→ TASK DETAILS: Copy the records from the line with "[tag] dead twig (a point for each instance)" to the line with "(502, 1077)", both lines included, putting "tree bark" wherever "bark texture" appears and leaving everything else the same.

--- start of ENTRIES ---

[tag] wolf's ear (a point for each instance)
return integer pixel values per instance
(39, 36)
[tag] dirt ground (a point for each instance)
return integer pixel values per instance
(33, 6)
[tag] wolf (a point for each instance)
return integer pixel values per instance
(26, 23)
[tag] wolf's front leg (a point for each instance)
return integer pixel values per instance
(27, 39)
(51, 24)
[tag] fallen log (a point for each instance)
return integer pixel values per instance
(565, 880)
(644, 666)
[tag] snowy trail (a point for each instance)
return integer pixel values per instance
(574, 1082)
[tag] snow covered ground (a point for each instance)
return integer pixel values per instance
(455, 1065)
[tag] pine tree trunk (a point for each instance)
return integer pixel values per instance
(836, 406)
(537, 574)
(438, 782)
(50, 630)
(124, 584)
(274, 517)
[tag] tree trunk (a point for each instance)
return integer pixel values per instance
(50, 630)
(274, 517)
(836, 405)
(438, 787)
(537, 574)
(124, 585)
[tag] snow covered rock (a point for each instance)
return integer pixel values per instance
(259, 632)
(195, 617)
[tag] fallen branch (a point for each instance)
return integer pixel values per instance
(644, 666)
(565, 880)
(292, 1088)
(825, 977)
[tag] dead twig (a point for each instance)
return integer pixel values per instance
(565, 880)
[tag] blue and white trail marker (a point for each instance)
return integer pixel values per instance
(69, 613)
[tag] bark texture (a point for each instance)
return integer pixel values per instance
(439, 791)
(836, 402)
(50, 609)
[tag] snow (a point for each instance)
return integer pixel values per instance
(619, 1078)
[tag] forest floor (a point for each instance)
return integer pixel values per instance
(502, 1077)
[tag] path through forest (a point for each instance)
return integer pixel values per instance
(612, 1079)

--- end of ENTRIES ---
--- start of ENTRIES ---

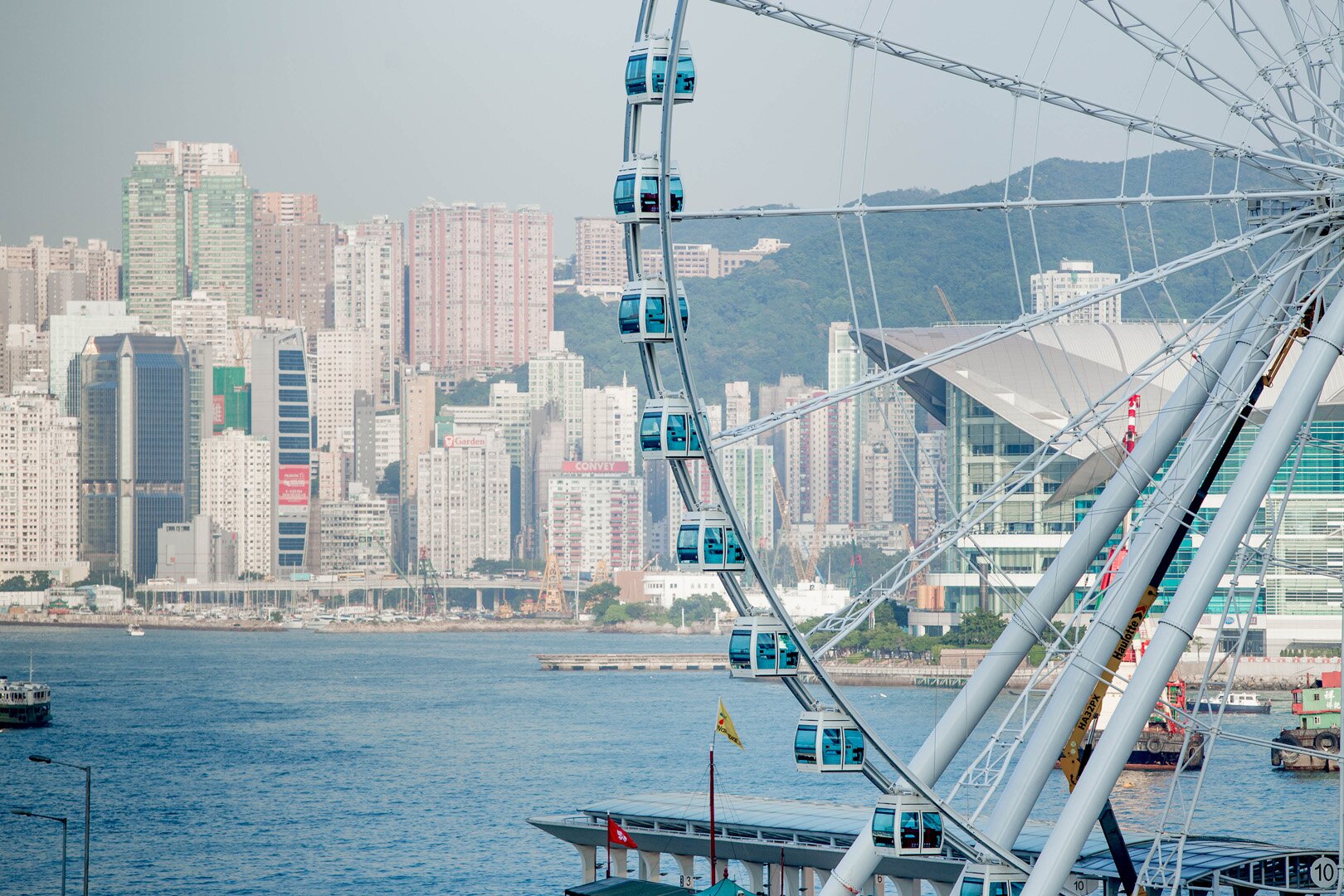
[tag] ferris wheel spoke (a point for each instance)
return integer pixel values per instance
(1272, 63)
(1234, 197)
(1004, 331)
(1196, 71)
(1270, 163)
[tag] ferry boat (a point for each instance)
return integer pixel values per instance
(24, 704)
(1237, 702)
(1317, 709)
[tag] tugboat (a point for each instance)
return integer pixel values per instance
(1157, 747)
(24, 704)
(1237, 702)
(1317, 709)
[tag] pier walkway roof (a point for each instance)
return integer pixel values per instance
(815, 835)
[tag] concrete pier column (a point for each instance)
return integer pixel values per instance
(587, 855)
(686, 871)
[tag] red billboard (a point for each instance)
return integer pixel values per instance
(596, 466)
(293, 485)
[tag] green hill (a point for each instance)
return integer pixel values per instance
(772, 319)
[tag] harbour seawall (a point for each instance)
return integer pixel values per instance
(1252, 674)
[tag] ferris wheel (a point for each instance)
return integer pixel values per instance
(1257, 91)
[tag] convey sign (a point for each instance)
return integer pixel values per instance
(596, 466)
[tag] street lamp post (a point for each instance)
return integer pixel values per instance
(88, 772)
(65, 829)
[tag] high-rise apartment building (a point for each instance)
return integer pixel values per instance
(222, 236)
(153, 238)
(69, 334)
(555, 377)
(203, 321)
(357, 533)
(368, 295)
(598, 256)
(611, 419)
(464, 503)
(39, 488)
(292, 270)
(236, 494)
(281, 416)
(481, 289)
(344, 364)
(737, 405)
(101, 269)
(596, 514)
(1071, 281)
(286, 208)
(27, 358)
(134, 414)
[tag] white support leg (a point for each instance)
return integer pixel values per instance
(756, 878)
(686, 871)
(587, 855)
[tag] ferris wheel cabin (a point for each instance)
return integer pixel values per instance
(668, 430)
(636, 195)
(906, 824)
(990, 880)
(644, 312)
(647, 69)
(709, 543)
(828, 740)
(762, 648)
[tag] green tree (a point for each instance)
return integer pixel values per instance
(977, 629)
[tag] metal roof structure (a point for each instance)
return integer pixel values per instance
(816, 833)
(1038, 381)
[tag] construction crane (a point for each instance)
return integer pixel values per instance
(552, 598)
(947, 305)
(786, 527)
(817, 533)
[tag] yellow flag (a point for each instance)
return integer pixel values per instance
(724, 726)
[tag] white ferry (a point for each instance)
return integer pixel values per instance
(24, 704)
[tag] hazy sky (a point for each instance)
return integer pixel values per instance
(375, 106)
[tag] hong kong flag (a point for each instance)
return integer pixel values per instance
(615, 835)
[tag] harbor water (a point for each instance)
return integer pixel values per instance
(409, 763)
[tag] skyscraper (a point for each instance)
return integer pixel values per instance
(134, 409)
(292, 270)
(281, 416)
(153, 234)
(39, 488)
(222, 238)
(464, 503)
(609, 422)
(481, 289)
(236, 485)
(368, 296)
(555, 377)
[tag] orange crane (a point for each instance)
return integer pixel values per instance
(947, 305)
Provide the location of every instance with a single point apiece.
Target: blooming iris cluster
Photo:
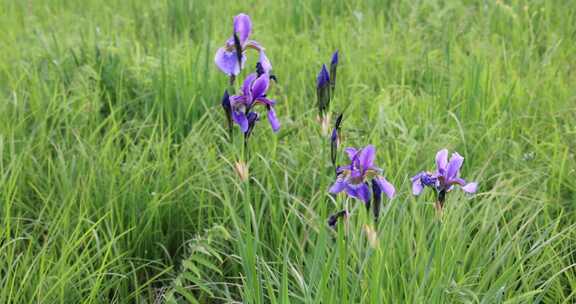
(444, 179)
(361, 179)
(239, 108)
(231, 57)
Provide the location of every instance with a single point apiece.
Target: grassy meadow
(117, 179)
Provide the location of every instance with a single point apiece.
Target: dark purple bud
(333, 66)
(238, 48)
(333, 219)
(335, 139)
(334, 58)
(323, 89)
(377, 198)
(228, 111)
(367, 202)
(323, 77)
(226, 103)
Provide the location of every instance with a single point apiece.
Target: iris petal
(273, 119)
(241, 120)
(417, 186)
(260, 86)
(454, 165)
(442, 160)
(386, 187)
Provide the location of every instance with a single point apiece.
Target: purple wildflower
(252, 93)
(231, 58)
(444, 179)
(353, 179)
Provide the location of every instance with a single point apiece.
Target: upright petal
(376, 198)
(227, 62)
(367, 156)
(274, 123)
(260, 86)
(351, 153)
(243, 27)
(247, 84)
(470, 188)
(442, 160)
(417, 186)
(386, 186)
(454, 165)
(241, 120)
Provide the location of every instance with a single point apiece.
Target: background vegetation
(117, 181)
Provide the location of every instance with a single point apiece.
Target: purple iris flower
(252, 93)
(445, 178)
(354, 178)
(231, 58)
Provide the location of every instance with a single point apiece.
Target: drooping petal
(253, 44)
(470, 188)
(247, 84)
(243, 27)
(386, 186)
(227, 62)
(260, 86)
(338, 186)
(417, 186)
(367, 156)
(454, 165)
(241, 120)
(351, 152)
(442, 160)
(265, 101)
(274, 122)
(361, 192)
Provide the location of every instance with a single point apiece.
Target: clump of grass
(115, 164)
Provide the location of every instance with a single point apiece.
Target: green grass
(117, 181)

--- end of ENTRIES ---

→ ANSWER TO THE EXERCISE:
[tag] dead twig (a point for each instance)
return integer pixel values per instance
(565, 880)
[tag] blue and white trail marker (a point for each instance)
return integer pixel values per instance
(69, 613)
[tag] tree bark (a point for each instance)
return integer pixel values per instance
(439, 791)
(836, 402)
(50, 609)
[tag] snow (a point for each instance)
return integer pixel values per instance
(619, 1078)
[tag] forest floor (a point for each instance)
return integer pixel values per instance
(502, 1077)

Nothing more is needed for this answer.